--- TO BE DONE ---
Which lines in the items below contain the string "petal"? Pull out each of those lines and copy it in full.
:::::
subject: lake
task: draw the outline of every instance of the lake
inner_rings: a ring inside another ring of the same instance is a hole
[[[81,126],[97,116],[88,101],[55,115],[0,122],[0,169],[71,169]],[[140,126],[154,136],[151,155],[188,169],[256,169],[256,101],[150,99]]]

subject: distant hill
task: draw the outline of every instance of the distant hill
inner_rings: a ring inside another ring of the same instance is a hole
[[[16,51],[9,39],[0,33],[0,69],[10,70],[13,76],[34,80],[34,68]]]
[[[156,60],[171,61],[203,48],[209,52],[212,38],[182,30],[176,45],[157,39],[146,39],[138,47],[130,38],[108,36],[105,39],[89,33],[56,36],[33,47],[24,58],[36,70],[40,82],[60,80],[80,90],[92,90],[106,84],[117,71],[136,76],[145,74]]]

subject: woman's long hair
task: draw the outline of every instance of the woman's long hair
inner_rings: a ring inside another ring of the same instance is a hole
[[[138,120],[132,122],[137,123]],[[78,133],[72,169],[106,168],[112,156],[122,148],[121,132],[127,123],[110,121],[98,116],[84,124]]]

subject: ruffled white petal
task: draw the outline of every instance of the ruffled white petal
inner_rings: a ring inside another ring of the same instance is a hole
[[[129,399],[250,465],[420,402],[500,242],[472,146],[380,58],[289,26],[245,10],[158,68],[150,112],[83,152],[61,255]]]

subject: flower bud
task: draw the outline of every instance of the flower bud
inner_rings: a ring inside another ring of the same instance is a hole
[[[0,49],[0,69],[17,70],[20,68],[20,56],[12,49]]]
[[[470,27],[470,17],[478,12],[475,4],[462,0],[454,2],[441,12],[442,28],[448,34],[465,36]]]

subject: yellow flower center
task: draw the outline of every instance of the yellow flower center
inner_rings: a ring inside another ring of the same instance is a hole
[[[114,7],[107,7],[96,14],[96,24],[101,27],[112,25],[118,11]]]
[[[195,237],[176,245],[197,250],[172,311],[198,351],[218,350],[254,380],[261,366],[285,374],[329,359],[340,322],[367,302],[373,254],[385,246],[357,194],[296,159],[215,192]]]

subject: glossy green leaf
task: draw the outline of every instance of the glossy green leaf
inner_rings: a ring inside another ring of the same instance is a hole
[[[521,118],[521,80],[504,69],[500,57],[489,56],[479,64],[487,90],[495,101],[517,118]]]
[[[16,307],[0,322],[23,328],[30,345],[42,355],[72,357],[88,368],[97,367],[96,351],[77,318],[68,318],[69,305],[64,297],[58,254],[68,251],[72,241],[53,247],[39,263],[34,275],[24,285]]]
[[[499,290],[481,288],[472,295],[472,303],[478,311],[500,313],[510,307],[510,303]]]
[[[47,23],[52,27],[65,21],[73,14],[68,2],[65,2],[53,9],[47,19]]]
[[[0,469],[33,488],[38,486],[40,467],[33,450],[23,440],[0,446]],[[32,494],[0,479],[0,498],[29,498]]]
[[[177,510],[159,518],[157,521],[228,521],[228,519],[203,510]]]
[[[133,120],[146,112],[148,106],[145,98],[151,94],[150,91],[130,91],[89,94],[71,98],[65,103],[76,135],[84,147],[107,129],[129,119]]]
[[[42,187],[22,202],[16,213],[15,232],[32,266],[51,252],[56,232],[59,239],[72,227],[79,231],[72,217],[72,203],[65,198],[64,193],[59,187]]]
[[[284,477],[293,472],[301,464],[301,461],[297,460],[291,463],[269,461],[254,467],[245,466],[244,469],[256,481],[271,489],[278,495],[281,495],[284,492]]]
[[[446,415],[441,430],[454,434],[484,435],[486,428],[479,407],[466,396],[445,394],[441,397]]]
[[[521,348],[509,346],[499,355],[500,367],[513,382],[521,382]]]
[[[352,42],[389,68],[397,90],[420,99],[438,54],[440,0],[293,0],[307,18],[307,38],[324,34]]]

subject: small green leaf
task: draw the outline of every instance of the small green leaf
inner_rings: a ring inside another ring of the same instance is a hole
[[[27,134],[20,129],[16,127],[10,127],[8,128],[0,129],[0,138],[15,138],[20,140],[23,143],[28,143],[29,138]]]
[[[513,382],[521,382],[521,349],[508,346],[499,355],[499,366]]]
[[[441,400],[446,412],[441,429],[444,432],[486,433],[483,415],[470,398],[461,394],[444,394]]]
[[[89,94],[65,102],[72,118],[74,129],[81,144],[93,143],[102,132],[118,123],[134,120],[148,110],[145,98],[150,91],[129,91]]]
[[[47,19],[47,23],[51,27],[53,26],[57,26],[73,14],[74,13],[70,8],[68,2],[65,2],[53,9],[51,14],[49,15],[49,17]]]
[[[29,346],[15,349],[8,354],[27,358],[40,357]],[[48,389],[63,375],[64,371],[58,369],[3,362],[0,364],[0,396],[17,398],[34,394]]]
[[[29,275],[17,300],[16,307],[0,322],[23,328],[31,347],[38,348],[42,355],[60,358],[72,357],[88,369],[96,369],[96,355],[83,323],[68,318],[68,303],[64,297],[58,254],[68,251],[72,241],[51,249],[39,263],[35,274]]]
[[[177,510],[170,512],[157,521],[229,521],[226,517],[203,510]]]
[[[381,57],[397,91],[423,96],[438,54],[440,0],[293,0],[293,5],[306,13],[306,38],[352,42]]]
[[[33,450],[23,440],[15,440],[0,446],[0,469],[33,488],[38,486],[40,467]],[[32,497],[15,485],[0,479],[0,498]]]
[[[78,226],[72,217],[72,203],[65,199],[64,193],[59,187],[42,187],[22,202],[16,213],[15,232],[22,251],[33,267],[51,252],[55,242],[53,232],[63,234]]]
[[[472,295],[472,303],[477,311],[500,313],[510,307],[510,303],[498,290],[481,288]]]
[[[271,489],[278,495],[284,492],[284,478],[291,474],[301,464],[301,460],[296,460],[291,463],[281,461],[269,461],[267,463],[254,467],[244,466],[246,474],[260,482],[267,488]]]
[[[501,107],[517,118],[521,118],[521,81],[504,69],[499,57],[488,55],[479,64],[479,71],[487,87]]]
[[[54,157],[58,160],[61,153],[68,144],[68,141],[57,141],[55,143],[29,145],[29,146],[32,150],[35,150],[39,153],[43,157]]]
:::::
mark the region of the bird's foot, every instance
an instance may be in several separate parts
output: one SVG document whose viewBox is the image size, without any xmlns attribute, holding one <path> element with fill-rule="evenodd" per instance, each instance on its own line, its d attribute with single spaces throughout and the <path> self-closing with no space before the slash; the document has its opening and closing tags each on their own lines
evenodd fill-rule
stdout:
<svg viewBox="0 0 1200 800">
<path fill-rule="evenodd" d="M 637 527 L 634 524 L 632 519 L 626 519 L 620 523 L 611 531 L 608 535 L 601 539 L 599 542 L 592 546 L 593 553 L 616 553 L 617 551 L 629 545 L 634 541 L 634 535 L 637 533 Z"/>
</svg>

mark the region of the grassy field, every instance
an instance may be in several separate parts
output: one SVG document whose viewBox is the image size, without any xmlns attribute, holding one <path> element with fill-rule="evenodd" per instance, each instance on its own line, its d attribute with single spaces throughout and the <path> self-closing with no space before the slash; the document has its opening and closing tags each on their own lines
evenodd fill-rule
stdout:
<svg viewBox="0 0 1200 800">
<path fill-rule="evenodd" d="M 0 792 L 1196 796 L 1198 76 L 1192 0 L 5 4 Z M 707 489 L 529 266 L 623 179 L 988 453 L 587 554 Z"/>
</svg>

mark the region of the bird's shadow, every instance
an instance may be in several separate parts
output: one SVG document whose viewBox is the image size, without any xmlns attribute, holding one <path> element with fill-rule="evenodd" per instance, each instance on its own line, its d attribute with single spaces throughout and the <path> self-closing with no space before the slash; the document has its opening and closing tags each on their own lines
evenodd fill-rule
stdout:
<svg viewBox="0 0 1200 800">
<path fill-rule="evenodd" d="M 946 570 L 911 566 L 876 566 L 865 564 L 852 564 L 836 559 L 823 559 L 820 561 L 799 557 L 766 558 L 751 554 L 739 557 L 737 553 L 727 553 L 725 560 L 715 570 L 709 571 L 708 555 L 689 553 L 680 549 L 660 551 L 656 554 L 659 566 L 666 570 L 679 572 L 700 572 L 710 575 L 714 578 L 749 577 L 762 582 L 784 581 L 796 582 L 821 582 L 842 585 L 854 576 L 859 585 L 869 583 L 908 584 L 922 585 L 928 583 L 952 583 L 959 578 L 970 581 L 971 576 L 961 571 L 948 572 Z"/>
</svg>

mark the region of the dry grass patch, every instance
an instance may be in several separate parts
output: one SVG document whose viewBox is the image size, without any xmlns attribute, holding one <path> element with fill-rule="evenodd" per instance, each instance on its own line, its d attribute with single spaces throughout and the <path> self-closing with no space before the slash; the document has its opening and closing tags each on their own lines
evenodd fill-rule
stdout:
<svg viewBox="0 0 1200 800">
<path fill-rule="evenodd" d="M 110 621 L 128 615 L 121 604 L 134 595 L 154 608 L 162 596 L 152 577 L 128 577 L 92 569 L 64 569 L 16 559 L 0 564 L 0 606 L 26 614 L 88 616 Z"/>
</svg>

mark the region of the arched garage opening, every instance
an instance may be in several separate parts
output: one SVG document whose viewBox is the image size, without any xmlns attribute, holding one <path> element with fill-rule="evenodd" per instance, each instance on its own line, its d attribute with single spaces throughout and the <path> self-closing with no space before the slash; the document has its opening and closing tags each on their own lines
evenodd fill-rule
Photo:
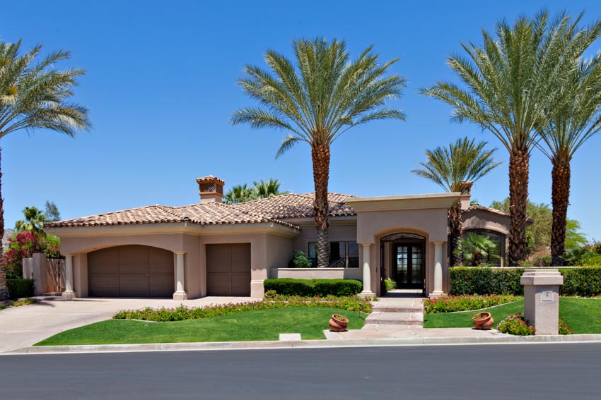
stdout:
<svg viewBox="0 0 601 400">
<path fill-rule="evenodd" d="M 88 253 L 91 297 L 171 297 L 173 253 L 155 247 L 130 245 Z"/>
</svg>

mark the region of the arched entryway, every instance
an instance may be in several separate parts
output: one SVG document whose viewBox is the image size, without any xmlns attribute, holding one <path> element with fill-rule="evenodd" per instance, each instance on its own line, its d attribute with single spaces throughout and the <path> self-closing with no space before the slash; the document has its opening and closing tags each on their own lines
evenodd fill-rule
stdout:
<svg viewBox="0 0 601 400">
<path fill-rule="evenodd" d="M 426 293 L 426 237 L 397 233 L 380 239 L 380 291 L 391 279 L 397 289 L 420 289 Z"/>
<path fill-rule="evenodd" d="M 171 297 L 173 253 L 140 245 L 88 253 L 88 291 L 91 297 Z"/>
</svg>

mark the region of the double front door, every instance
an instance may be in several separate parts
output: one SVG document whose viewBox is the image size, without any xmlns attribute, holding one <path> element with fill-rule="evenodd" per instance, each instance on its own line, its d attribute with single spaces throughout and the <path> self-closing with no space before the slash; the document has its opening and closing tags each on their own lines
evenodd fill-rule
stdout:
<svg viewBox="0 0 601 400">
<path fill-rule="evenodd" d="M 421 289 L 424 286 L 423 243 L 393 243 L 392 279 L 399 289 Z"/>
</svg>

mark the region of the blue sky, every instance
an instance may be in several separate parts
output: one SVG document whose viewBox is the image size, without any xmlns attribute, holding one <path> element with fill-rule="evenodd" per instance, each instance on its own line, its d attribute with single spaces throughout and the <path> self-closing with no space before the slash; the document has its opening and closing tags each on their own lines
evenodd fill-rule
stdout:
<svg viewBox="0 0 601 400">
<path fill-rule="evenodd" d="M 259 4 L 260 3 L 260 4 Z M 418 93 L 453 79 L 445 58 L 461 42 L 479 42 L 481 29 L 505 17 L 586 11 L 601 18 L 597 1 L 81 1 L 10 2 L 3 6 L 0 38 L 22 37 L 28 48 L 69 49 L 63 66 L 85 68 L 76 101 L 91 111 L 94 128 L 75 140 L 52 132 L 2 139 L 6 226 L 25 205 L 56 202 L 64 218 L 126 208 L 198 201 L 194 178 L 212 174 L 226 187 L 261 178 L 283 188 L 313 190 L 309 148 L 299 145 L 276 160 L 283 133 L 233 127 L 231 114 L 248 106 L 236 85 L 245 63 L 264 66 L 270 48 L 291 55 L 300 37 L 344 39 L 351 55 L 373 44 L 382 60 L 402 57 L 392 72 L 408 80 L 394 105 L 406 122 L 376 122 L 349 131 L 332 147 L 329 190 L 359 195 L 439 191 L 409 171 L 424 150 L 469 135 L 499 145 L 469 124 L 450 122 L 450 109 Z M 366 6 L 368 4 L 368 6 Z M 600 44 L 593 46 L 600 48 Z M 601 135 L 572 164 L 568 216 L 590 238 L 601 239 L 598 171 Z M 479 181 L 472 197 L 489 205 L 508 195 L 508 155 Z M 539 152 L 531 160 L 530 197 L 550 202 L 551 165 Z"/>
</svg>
:::::
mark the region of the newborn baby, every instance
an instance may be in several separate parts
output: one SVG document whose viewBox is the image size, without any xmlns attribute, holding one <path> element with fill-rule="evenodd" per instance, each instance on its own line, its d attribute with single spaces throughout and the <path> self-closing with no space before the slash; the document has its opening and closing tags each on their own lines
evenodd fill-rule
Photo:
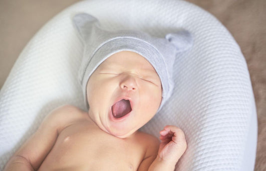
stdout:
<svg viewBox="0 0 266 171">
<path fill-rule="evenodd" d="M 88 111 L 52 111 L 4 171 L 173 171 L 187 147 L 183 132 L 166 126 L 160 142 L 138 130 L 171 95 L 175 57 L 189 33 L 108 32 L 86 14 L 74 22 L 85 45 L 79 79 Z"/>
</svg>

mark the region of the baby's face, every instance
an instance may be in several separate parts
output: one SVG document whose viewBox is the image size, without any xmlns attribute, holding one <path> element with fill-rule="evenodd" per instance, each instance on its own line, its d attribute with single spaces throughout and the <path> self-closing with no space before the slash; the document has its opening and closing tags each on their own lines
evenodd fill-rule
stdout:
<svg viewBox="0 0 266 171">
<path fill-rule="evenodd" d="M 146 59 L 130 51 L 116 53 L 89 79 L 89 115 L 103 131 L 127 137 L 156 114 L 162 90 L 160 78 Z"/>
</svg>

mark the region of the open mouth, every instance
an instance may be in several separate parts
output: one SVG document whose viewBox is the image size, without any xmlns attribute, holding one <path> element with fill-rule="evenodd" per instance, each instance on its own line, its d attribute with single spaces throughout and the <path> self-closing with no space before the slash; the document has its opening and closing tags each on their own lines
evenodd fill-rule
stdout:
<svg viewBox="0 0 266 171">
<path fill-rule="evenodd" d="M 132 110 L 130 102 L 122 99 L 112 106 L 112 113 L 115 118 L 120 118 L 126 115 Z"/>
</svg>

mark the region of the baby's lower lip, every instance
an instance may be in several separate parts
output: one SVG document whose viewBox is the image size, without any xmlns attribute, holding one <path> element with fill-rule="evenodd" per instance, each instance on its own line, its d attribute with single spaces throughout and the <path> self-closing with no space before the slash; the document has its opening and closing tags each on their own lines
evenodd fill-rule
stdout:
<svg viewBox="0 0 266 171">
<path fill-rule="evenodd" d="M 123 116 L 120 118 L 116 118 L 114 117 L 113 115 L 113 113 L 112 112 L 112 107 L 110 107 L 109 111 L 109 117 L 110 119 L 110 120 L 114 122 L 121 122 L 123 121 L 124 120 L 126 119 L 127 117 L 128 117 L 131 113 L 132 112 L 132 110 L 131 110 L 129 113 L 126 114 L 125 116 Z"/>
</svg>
:::::
--- TASK RESULT ---
subject: ruffled white petal
task: draw the outline of every instance of the ruffled white petal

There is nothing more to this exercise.